__Brief__: Search the listing for the word "positive". Copy every line where it is found.

__Records shown__:

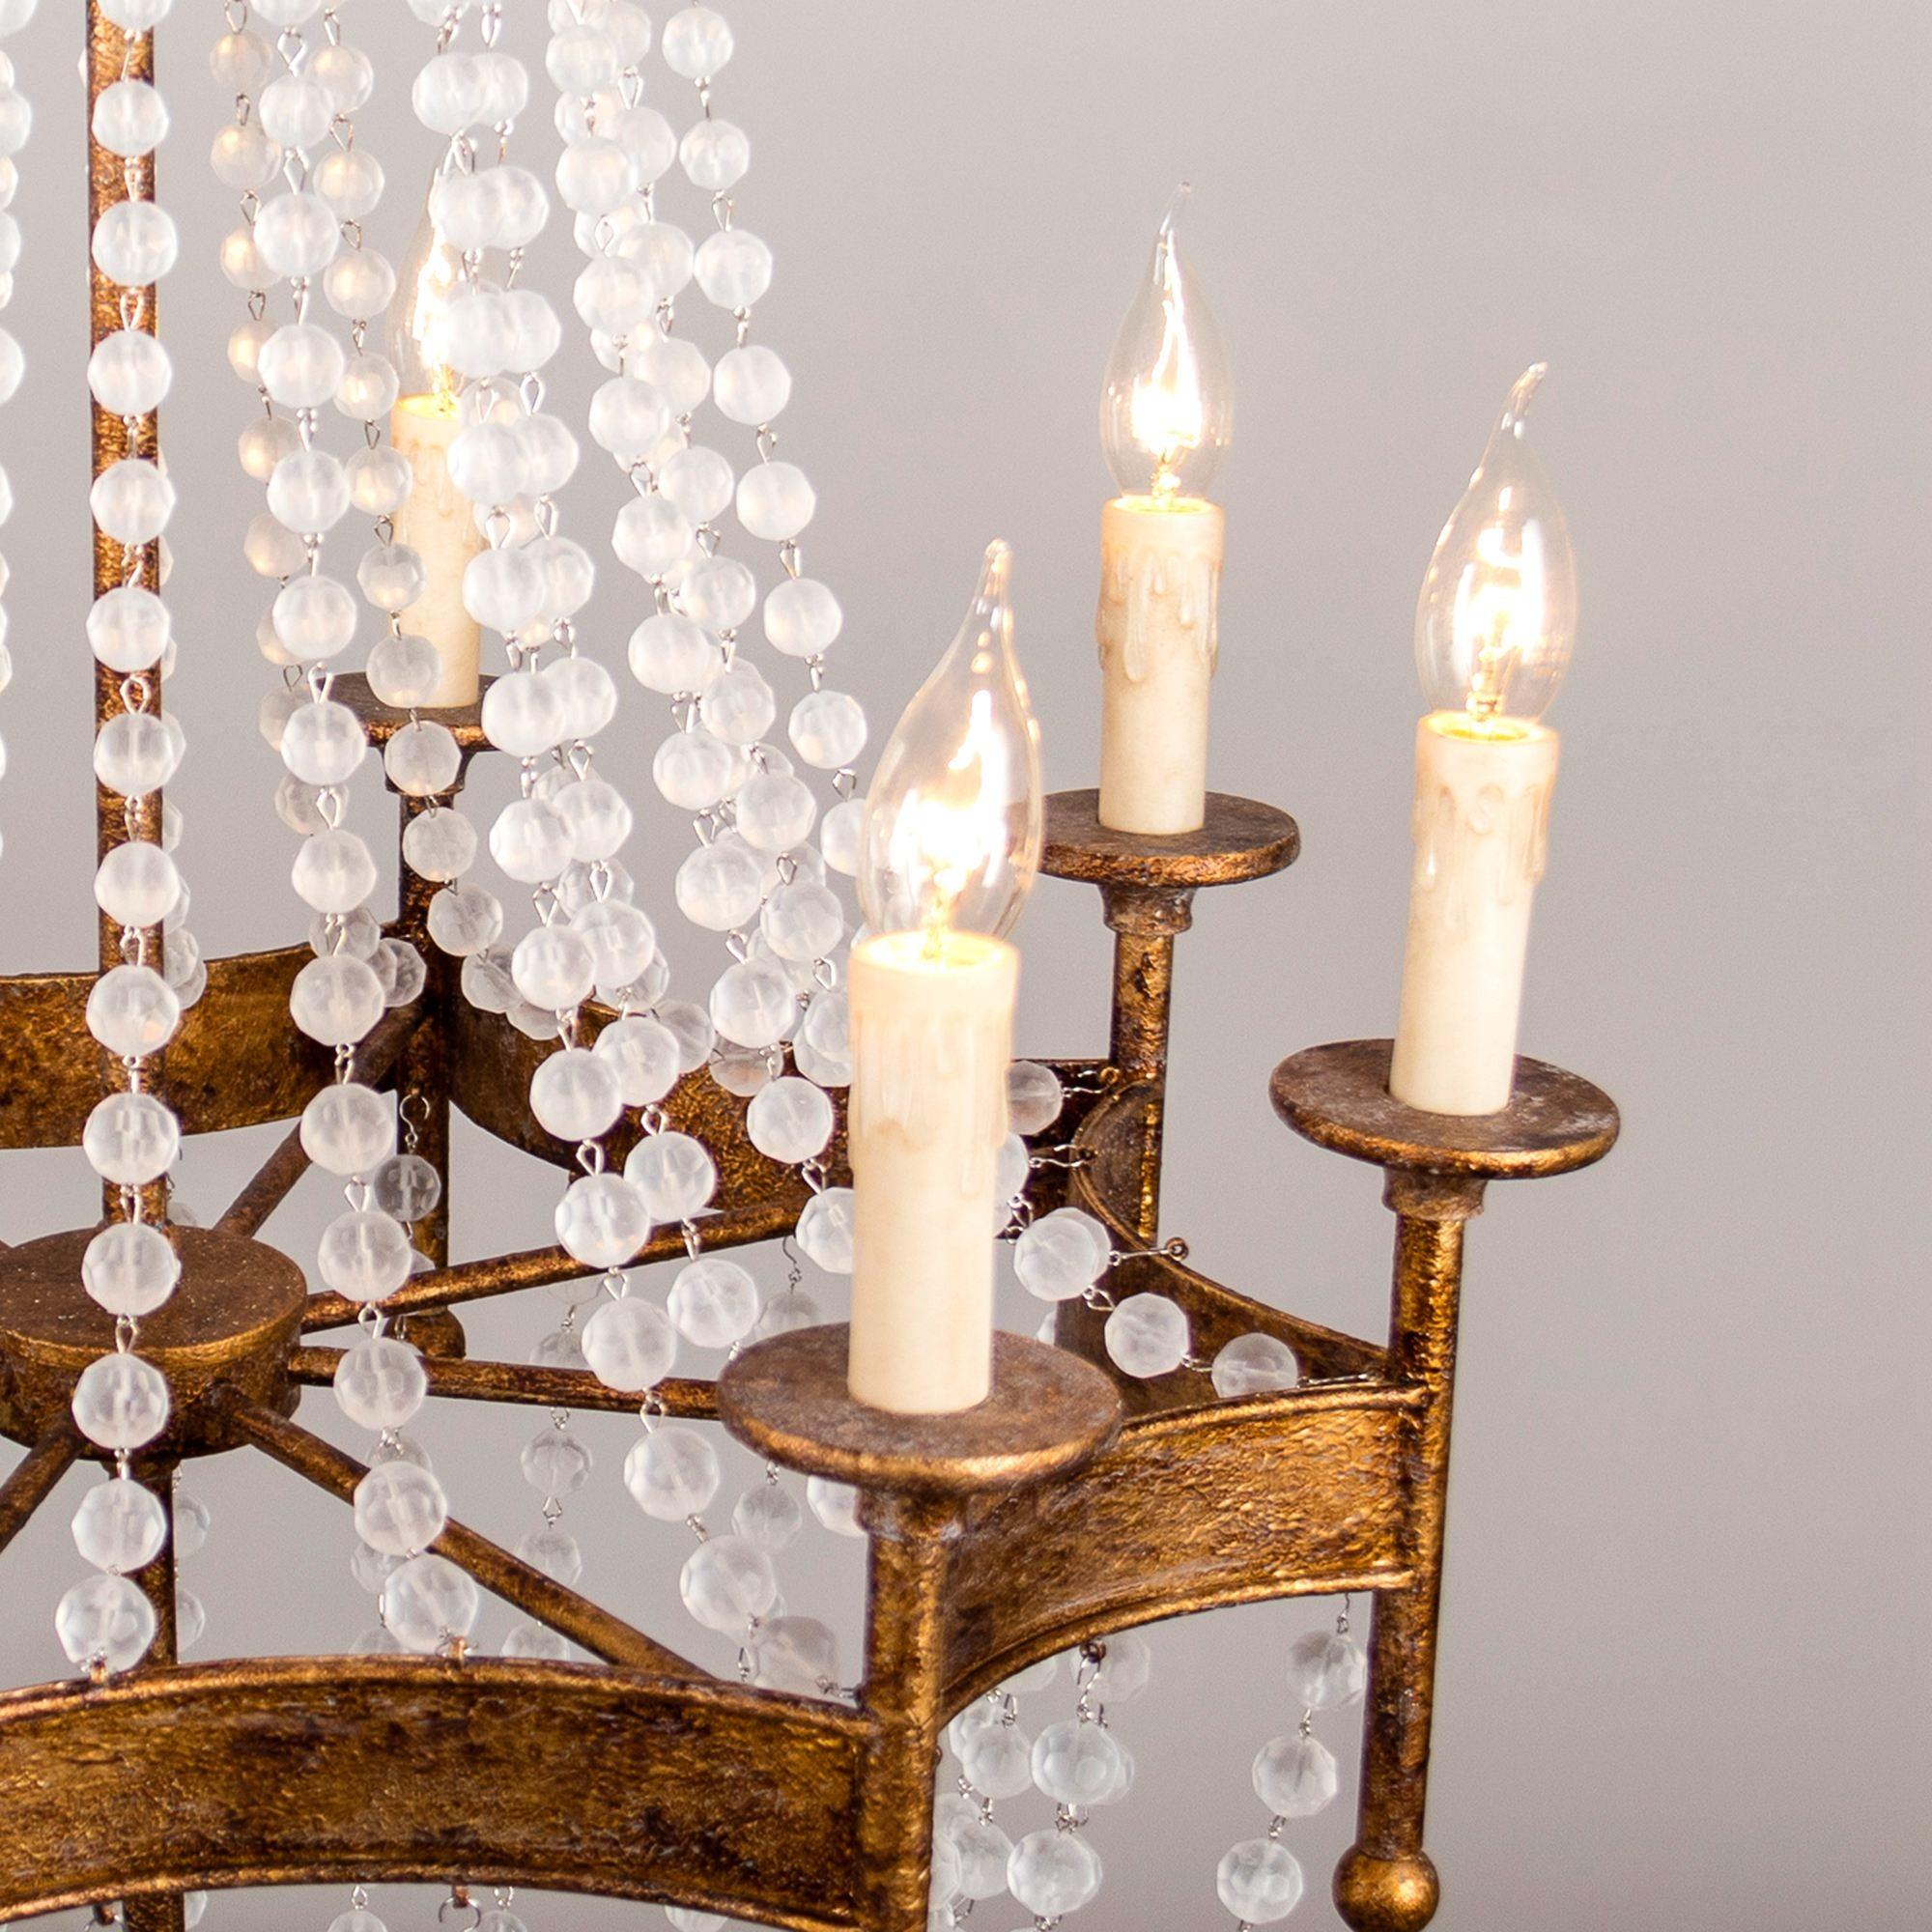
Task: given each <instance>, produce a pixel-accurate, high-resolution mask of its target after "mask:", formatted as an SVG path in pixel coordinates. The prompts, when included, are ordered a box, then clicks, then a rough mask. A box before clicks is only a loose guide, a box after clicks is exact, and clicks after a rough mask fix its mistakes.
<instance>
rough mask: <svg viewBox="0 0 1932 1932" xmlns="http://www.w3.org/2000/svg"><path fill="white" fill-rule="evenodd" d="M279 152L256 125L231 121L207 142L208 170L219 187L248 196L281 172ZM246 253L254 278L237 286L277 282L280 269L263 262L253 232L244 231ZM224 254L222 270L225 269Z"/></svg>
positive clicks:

...

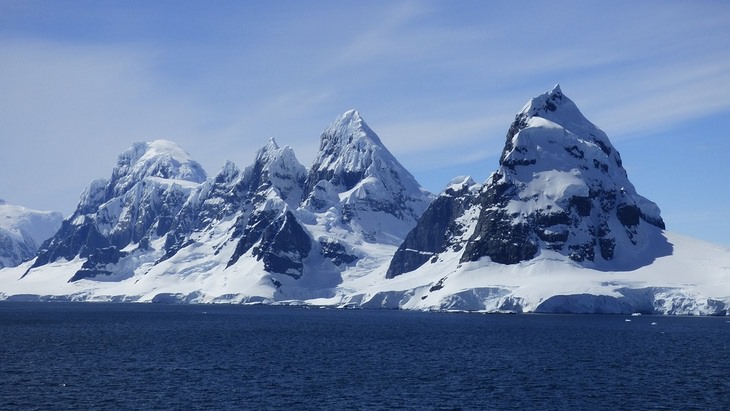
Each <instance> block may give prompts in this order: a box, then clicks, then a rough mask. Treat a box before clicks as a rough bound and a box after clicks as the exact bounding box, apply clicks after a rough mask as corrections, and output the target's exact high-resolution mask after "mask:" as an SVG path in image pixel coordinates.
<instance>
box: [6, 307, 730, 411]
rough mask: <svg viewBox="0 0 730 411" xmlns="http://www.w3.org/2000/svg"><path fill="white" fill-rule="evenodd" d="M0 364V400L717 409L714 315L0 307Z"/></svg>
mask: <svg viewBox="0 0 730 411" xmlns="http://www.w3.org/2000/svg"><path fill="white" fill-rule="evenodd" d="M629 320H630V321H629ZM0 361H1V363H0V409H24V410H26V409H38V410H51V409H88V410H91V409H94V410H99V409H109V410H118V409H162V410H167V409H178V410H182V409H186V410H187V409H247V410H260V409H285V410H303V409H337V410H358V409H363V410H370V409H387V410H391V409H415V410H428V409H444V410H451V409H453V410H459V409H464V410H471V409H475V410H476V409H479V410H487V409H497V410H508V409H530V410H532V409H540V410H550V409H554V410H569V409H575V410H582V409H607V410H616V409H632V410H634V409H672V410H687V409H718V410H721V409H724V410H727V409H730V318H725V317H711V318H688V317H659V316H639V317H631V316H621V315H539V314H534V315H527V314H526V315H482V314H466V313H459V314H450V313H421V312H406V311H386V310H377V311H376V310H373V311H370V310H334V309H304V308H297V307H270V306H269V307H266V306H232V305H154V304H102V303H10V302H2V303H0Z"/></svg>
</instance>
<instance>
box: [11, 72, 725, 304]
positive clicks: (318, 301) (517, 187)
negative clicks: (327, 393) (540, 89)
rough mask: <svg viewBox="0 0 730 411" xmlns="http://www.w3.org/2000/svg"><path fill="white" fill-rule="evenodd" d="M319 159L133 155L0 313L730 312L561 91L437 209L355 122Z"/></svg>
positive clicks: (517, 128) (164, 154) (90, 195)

__Solution to this exercise__:
positive clicks:
positive clicks: (318, 301) (517, 187)
positive clicks: (517, 128) (164, 154) (90, 195)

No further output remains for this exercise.